> What is required: Copy the lines from the one containing "Placement rule: one point per instance of the crowd" to the one containing "column 404, row 317", both included, with no changes.

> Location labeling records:

________________

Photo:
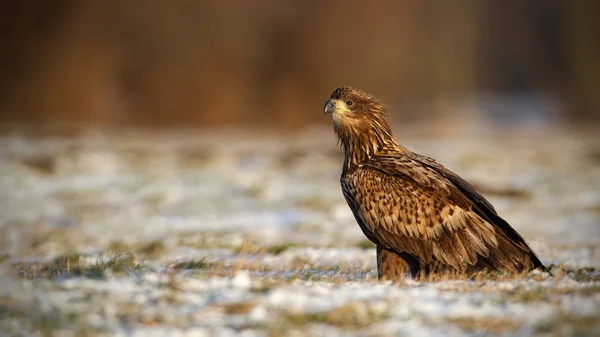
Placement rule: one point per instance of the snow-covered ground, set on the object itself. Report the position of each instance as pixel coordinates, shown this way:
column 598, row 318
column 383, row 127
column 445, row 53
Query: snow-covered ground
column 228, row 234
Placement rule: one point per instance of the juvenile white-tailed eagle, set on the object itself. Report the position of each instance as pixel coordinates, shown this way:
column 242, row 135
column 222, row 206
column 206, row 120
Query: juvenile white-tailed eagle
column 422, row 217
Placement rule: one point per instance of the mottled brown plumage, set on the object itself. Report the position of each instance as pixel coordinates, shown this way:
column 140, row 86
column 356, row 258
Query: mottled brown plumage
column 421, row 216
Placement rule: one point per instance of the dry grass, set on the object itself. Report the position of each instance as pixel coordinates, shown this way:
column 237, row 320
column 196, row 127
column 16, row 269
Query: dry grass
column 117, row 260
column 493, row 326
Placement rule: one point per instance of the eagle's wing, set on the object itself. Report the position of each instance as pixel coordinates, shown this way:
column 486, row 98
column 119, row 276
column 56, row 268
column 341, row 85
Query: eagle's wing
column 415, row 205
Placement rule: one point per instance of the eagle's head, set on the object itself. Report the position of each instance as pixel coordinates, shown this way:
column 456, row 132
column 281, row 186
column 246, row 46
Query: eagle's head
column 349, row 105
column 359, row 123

________________

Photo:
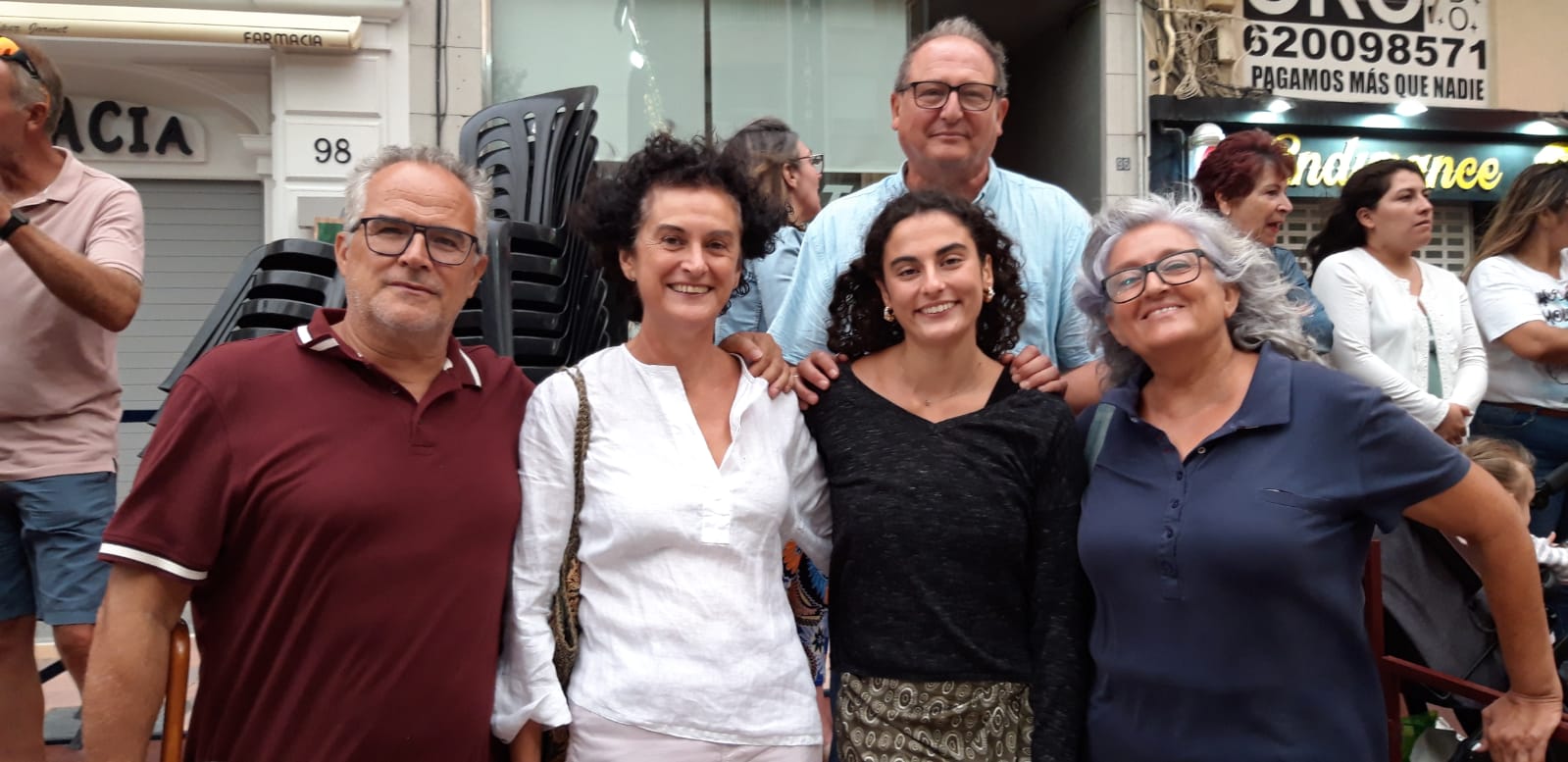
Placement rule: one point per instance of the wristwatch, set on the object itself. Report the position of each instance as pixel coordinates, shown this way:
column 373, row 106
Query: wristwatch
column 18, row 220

________________

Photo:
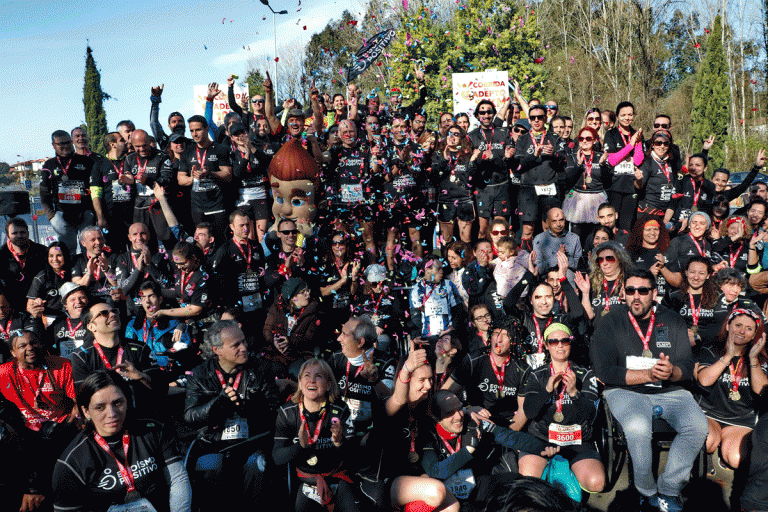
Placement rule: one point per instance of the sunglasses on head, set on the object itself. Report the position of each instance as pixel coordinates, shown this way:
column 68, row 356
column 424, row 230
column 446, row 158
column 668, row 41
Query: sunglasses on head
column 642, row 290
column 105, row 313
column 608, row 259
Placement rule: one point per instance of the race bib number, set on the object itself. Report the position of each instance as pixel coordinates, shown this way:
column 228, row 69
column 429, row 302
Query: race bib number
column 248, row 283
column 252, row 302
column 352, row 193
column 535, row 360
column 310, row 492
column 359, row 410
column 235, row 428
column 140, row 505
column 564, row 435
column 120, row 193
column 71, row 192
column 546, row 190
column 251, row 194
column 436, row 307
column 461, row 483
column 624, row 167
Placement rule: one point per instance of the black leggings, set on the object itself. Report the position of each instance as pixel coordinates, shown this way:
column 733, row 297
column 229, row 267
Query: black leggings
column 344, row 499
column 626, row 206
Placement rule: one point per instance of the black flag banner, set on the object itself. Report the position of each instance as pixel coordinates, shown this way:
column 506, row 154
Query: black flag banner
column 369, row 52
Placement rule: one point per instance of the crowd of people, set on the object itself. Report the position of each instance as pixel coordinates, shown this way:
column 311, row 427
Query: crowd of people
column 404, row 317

________________

> Correct result:
Placement rule: one point per instance of the crowd of people, set on the object itself. Report the position of each instance as pixel coordinates, shown this way:
column 311, row 427
Query: crowd of people
column 404, row 317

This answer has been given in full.